**課題 A**
本文をもとに、次の問いに答えてください。
(i) 野球教室が立ち上げられたのは何年何月ですか。
(ii) 堀田さんは大学院を修了した後、どこに就職しましたか。
(iii) チームは今期で何期目になりますか。
**課題 B**
本文のうち、「このチームをモデルケースとして発信したい」という語句を含む部分から始まり「とは思っていたんですけどね。」で終わる箇所を、一字一句違えずに書き写してください。

**本文**
このチームをモデルケースとして発信したい


——まずはチームを設立したいきさつから教えてください。

2010年4月に野球教室を立ち上げたのがきっかけです。6年生の子が数名通っていましたが、進学する中学の部活に専門の指導者がいないという相談を受けました。それだったら、ということでチームを立ち上げることになったんです。もともといつかはチームを作ろうとは思っていたんですけどね。

——もともとやろうとは思っていたのはなぜ?

少年野球チームに入ってない子が野球教室に参加してくるようになったのですが、その子達がチームに入るのはいろいろな事情で難しいという問題点があることを知ったんです。親の負担が大きいなどの理由ですね。じゃあそういう問題点がないチームをやってみようかな、そういうチームを作ってそれがモデルケースとなって少しでも広がっていけばいいなと思っていたんです。野球がやりたい子がいるのにやらせてもらえない環境があったので、そこをどうにかできないかなということですね。



——堀田さんは関西大学まで野球をやられて、その後は筑波大学の大学院で学ばれていますね。その頃から将来は子どもに野球を教えたいと考えていたわけですか?

いえ、そのときは思っていなかったですね。大学院を修了した後に都内の民間企業に就職しました。その後スポーツ関連の法人に勤務した際に、サッカーやテニスなどのスポーツ教室を見て「野球にはこういう教室はないな」と思ったのがきっかけですね。野球人口が減っていましたけど、野球をやりたい子はもっといるんじゃないか? そういう子達に向けた教室(機会)を作れるんじゃないかと思ったんですね。

——一般社団法人のチームは珍しいですね。どういった経緯から一般社団法人になったのでしょうか?

今期で4期目になるのですが、地域社会に対しての活動であり、会計的な部分を社会に対しても明朗にしておきたいということ、さらには活動が一つのチームが行うことの範囲を超えていたことが理由ですね。サッカーなどではそういうモデルケースがたくさんあって野球界もやらなければならないのではないかと思いました。

**提供資料**
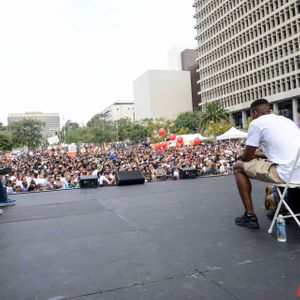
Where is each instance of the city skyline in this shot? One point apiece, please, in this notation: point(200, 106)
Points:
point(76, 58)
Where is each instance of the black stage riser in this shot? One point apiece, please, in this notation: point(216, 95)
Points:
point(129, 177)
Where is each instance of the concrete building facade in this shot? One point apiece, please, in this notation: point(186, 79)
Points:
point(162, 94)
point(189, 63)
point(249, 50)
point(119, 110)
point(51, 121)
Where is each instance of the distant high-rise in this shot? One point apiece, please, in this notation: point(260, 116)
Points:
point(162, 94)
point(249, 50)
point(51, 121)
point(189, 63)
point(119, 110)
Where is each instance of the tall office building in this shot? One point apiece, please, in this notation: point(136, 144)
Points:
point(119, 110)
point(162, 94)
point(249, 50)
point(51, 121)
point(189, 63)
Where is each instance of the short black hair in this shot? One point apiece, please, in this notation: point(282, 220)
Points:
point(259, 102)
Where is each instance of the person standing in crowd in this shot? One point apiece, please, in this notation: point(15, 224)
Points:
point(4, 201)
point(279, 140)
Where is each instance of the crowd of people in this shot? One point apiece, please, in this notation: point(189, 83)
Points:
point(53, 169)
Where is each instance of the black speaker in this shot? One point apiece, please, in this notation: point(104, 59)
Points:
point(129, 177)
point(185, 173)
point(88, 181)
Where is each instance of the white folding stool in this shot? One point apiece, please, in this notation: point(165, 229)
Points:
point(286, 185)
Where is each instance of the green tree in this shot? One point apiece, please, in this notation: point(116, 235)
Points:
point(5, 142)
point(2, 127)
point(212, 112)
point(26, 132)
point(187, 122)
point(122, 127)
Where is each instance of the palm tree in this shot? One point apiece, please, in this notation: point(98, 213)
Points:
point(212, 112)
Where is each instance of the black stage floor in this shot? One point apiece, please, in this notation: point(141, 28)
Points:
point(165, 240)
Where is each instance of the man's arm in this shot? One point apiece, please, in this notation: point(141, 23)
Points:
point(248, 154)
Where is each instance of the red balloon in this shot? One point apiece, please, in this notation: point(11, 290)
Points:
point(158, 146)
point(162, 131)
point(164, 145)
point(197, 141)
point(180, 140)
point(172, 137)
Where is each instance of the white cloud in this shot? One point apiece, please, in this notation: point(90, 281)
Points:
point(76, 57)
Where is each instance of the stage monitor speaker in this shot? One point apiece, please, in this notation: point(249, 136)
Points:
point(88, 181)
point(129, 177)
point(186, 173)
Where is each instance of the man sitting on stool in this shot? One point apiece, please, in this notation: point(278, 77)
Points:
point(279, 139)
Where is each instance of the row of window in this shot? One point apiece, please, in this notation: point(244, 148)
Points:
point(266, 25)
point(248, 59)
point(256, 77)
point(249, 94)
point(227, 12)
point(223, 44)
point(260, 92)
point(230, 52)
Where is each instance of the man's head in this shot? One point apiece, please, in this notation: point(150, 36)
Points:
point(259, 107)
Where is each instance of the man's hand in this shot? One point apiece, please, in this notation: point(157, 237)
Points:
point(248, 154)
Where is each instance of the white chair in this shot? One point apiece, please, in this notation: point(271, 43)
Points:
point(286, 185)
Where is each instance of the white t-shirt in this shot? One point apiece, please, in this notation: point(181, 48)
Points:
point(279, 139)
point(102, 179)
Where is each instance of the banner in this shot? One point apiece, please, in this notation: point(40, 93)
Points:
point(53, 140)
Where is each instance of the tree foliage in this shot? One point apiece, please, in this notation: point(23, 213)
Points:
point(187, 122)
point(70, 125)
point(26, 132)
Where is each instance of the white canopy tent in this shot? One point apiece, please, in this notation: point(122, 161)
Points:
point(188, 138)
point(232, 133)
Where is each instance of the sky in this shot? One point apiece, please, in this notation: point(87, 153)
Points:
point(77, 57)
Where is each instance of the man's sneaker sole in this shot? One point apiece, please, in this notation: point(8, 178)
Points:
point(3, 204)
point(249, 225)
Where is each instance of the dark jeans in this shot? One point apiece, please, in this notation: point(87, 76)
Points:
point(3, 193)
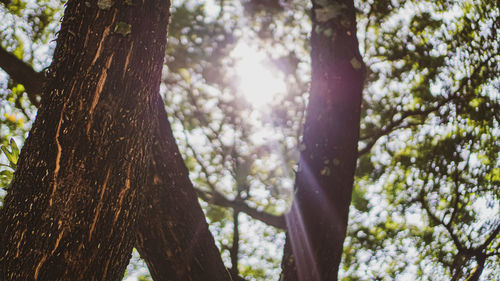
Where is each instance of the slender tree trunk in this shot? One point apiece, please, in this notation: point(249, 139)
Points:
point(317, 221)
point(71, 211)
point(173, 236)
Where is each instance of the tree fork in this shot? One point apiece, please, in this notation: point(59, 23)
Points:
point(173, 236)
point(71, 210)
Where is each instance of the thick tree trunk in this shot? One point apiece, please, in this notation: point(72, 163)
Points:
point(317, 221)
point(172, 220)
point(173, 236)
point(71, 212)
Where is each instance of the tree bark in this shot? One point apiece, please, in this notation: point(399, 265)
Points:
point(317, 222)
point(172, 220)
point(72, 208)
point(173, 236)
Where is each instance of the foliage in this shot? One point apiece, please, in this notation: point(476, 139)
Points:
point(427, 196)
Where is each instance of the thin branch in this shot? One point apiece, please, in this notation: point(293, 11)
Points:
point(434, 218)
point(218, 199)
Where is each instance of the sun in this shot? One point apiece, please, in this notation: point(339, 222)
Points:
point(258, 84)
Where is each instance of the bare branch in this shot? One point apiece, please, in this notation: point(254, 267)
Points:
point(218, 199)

**回答 A**
(i) 2010年4月
(ii) 都内の民間企業
(iii) 4期目

**回答 B**
このチームをモデルケースとして発信したい


——まずはチームを設立したいきさつから教えてください。

2010年4月に野球教室を立ち上げたのがきっかけです。6年生の子が数名通っていましたが、進学する中学の部活に専門の指導者がいないという相談を受けました。それだったら、ということでチームを立ち上げることになったんです。もともといつかはチームを作ろうとは思っていたんですけどね。